■ **Your goal**
Extract all lines in the data that contain the word "shirt".

Data extracted from a collection
□ □ □ □ □

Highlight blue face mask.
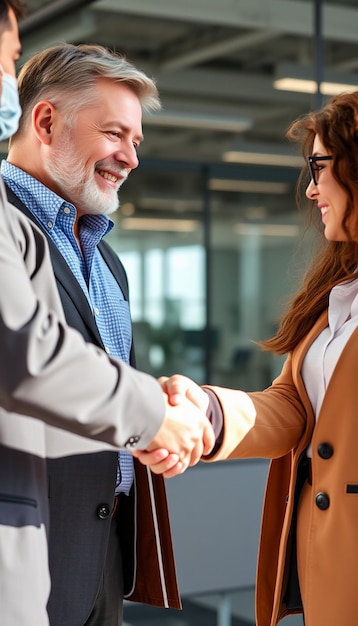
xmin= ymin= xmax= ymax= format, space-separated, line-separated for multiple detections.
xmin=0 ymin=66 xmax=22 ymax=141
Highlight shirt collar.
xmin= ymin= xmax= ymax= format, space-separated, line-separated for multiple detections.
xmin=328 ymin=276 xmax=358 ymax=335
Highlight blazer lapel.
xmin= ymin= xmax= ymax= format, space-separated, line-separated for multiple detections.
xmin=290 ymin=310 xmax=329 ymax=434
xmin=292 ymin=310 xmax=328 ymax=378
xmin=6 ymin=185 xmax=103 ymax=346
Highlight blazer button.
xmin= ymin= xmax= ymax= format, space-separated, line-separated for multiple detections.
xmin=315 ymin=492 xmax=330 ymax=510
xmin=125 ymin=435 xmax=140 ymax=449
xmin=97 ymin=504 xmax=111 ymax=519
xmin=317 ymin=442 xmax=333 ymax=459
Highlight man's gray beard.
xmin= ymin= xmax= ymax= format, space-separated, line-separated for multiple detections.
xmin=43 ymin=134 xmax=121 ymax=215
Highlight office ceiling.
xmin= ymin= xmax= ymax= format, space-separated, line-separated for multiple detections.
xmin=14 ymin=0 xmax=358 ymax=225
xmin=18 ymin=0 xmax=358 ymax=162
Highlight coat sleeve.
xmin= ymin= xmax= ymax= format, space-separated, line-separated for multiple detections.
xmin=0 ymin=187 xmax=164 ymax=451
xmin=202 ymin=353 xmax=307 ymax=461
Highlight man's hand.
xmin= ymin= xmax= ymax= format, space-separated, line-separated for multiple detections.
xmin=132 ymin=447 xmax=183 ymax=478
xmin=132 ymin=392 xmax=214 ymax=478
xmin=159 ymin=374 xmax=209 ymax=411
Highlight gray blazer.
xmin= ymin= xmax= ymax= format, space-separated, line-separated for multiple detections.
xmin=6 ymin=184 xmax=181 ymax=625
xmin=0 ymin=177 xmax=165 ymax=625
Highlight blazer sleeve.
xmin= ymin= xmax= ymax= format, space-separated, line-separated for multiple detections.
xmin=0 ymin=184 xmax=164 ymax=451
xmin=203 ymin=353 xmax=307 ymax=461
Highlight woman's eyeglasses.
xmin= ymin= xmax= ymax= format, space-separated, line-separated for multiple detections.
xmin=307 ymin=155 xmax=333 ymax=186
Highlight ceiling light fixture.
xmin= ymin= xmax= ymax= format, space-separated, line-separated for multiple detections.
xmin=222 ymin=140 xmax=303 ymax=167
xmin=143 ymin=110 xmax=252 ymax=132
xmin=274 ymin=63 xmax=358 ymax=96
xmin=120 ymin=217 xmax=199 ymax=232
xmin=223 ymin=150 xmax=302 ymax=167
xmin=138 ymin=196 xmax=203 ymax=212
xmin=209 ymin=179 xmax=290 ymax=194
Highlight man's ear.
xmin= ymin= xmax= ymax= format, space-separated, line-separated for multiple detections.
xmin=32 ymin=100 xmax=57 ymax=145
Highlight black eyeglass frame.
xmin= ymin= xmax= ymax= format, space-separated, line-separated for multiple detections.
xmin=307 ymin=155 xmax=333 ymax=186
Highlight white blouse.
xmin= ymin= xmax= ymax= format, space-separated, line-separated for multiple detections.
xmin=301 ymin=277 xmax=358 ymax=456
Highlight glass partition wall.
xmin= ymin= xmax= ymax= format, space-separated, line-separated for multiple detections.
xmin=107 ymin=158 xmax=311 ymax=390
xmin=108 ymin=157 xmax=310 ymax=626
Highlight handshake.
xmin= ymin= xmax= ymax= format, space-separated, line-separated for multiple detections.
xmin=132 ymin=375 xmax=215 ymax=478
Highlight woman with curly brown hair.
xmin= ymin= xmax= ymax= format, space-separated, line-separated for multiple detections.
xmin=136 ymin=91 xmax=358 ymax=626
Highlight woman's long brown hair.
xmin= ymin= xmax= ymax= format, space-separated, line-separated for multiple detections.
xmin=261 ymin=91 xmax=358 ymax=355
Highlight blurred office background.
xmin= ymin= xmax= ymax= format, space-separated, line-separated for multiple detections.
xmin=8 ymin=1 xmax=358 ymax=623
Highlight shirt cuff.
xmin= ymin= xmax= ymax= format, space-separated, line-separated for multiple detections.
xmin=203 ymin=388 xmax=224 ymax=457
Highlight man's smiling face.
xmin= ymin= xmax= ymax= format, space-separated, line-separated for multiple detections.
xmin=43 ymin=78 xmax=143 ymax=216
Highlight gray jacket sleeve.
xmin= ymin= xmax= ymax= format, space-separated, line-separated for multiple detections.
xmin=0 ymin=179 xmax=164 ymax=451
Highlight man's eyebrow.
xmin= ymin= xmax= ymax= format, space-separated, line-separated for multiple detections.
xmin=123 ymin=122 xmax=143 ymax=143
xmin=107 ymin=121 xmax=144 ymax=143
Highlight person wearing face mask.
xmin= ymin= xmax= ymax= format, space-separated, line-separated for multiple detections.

□ □ □ □ □

■ **Result**
Highlight shirt collar.
Highlight shirt cuff.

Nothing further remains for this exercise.